» Supplied passage
By that I mean to ask, have you noticed how abstract and ethereal so much of our Christian rhetoric is on virtually every topic?

Some Christians rattle on and on about “The Family” while neglecting their kids. Some Christians “fight” for “social justice” by “raising consciousness” about “The Poor” while judging their friends on how trendy their clothes are. Some Christians pontificate about “The Church” while rolling their eyes at the people in their actual congregations. Some Christians are dogmatic about “The Truth” while they’re self-deceived about their own slavery to sin.

I think that’s a tendency for most of us, in some way or another. We affirm all the right things, whether in Christian doctrine or Christian practice, even fight with one another about them. But it’s all just up there in the abstract. These things are “issues,” not persons.

» Data records
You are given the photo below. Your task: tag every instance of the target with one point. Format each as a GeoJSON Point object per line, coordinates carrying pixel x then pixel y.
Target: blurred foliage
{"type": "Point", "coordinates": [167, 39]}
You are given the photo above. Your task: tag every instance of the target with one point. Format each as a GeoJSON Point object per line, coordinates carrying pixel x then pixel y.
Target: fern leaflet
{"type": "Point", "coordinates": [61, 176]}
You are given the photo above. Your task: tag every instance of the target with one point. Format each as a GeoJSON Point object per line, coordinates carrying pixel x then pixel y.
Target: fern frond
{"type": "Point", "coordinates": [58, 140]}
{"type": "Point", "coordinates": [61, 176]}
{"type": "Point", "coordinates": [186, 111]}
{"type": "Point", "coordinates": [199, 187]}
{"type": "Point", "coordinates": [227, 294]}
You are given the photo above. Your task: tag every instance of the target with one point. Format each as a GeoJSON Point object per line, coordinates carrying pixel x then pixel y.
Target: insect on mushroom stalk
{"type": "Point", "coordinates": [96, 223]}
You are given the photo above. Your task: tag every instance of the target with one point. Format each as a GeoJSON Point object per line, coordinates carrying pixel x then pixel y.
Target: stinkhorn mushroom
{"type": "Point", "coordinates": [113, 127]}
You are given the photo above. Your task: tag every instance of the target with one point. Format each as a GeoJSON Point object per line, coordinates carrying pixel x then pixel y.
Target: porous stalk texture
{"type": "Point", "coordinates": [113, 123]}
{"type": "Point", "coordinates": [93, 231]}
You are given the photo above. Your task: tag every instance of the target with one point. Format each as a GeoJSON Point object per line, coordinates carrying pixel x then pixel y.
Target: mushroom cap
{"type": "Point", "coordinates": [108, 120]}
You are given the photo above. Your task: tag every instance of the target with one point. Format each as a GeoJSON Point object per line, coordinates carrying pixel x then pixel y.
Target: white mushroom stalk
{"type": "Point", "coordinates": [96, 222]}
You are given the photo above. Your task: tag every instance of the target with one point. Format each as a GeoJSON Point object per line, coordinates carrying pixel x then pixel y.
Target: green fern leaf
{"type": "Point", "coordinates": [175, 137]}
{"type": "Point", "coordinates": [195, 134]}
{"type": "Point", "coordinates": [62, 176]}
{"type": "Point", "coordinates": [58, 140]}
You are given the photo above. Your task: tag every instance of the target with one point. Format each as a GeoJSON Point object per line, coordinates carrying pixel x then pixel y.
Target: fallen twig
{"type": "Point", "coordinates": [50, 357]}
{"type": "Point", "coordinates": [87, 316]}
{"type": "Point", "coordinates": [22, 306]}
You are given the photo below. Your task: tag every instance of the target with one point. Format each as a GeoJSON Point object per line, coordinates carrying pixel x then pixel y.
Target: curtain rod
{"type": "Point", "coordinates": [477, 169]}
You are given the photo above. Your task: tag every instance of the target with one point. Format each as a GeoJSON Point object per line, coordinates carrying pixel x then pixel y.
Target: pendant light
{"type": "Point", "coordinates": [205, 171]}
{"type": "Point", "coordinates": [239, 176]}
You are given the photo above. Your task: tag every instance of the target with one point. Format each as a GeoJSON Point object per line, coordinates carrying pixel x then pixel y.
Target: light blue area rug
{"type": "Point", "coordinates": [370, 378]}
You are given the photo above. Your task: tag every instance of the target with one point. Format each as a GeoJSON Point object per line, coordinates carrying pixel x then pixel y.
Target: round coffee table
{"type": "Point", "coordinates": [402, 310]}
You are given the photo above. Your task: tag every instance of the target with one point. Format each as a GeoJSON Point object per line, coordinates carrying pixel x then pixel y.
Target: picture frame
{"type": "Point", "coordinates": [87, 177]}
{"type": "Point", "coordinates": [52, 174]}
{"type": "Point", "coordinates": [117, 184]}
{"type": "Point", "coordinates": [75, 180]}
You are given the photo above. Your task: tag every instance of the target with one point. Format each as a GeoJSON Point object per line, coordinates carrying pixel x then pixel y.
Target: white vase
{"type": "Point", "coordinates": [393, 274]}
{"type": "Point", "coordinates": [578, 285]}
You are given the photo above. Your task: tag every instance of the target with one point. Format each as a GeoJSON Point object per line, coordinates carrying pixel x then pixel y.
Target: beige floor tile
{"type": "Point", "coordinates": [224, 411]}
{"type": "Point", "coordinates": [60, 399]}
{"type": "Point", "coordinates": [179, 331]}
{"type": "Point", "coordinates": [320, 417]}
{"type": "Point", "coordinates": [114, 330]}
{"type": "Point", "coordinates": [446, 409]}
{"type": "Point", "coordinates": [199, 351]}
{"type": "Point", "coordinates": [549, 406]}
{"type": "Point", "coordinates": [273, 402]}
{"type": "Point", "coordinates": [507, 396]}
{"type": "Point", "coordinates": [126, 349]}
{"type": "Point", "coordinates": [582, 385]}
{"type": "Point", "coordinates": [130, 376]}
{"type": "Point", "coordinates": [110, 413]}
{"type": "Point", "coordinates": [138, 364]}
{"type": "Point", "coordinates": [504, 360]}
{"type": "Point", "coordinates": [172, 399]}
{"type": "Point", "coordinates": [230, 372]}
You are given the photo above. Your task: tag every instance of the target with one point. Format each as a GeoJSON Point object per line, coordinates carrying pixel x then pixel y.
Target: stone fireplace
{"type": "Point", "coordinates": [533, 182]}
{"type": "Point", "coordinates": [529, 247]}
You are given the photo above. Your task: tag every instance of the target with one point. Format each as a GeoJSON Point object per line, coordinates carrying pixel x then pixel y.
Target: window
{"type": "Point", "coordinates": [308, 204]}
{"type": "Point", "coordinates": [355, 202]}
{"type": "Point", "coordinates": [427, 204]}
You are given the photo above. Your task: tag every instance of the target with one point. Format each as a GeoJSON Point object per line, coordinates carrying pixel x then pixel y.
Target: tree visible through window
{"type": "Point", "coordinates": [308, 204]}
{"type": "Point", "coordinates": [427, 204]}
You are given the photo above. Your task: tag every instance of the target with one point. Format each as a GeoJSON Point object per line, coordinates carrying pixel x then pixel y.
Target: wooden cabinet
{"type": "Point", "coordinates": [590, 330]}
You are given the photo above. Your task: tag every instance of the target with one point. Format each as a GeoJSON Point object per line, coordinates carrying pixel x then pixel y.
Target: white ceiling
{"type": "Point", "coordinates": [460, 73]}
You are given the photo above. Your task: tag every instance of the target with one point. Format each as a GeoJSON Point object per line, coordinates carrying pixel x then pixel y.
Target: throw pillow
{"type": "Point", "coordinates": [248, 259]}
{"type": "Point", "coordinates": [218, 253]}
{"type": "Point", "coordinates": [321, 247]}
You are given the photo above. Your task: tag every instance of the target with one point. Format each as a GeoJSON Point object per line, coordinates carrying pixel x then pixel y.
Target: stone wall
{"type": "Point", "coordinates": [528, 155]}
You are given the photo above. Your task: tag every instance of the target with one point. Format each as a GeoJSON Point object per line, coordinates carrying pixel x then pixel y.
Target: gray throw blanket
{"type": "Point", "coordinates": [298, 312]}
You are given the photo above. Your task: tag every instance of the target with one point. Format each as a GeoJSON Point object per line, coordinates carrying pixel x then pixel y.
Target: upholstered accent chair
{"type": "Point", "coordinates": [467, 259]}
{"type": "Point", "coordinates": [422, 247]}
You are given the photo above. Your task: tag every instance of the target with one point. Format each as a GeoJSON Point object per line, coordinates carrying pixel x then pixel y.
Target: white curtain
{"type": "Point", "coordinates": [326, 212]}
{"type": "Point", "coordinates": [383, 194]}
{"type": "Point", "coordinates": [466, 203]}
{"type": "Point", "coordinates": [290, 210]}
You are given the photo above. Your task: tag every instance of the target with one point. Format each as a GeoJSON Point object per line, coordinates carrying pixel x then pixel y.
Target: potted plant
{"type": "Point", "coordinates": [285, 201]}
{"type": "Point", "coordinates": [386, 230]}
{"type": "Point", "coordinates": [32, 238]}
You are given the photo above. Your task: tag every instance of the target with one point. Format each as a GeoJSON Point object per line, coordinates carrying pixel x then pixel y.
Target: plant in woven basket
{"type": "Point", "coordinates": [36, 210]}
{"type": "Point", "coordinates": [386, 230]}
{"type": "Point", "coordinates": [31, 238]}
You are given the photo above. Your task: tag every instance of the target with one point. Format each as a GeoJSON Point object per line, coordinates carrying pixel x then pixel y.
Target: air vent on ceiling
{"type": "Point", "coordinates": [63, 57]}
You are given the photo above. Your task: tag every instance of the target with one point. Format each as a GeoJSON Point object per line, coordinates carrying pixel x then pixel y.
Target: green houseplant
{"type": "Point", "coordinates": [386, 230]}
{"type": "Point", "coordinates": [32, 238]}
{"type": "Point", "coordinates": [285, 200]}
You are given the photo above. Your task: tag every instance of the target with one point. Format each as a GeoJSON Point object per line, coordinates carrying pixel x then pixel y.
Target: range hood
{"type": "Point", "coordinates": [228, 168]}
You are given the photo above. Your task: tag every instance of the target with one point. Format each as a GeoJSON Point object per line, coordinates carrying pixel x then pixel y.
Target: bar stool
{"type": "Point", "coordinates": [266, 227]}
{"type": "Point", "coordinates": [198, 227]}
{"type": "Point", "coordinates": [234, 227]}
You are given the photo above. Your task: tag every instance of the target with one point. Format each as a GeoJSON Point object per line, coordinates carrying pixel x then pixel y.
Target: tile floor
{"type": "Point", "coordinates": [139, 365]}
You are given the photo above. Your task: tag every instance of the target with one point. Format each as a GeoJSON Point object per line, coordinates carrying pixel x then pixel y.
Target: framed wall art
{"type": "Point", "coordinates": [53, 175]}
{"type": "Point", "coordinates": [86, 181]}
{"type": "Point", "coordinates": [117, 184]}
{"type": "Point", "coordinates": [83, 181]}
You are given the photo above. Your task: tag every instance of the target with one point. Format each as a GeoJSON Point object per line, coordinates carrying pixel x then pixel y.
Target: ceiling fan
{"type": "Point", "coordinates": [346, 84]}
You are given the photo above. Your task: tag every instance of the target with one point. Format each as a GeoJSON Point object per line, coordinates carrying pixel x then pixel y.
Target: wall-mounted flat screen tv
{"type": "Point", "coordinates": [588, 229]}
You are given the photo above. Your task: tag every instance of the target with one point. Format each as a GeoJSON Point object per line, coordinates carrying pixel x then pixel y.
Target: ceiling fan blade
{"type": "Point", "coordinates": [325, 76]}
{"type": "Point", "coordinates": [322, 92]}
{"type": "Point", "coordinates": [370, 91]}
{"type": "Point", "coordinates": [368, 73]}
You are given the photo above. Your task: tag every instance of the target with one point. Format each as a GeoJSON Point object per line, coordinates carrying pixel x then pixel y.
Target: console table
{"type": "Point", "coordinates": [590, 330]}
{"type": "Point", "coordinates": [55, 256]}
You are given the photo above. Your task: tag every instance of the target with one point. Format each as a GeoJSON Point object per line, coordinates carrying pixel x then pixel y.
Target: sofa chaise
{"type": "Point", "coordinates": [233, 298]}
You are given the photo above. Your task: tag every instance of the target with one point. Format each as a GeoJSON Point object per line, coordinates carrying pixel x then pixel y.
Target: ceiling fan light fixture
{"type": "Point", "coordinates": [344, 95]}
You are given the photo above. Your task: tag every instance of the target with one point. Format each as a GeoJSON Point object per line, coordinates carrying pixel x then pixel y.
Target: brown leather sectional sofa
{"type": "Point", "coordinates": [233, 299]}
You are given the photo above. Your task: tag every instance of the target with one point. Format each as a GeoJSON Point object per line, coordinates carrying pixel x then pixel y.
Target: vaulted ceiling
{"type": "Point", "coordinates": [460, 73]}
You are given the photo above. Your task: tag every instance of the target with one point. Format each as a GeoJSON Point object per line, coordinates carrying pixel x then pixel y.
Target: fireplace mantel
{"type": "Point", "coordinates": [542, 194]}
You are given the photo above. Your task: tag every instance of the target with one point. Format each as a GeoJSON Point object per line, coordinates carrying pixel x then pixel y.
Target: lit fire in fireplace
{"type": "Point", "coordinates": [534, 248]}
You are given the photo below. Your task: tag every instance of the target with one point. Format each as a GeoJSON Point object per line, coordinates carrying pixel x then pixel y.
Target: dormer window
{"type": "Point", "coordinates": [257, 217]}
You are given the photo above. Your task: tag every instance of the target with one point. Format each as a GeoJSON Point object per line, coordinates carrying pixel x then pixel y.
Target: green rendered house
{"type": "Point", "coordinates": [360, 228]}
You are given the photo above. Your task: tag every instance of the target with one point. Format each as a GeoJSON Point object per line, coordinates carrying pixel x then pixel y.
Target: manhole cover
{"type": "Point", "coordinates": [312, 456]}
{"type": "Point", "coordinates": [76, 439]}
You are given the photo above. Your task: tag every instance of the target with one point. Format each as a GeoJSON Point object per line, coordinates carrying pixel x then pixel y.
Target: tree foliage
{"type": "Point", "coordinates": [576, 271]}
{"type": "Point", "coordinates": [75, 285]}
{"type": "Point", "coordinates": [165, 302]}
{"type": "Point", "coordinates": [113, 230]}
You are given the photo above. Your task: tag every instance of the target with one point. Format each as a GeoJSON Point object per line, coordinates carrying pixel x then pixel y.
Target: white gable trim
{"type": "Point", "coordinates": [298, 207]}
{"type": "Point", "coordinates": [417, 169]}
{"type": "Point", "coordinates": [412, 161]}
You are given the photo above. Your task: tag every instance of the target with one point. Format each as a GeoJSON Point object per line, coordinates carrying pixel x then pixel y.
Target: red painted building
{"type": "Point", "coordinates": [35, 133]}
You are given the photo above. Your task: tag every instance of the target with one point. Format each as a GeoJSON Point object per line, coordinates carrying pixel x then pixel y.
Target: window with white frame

» Work to do
[1] Return each line of the listing that contains the string "tile", matching case exactly.
[2] Continue the passage about abstract Christian rhetoric, picking up after its final sentence.

» Answers to the exercise
[1]
Target: beige floor tile
Target: tile floor

[2]
“The Family” never shows up unexpected for Thanksgiving or criticizes your spouse or spills chocolate milk all over your carpet; only real families can do that. “The Poor” don’t show up drunk for the job interview you’ve scheduled or spend the money you’ve given them on lottery tickets or tell you they hate you; only real poor people can do that. “The Church” never votes down my position in a congregational business meeting or puts on an embarrassingly bad Easter musical or asks me to help clean toilets for Vacation Bible School next week; only real churches can do that. “The Truth” never overturns my ideas and expectations; only the revelation of God in Christ does that.

As long as “The Family” or “The Poor” or “The Church” or “The Truth” are abstract concepts, as long as my interaction is as distant as an argument or as policy, then they can be whoever I want them to be.

The Spirit warns us about this. Jesus lit into the Pharisees for “fighting for” the Law of God while ignoring their financial obligations to their parents, all under the guise of their religious advocacy (Mark 7:10-12).

And James, particularly, shows us the difference between “fighting” for a cause, and loving people. “If a brother or sister is poorly clothed and lacking in daily food, and one of you says to them, ‘Go in peace, be warmed and filled,’ without giving them the things needed for the body, what good is that?” (James 2:15-16). “Be warmed and filled” is advocacy; “get in here” is love.

If our love is for invisible people, is it any wonder they’re dismissing an incredible gospel?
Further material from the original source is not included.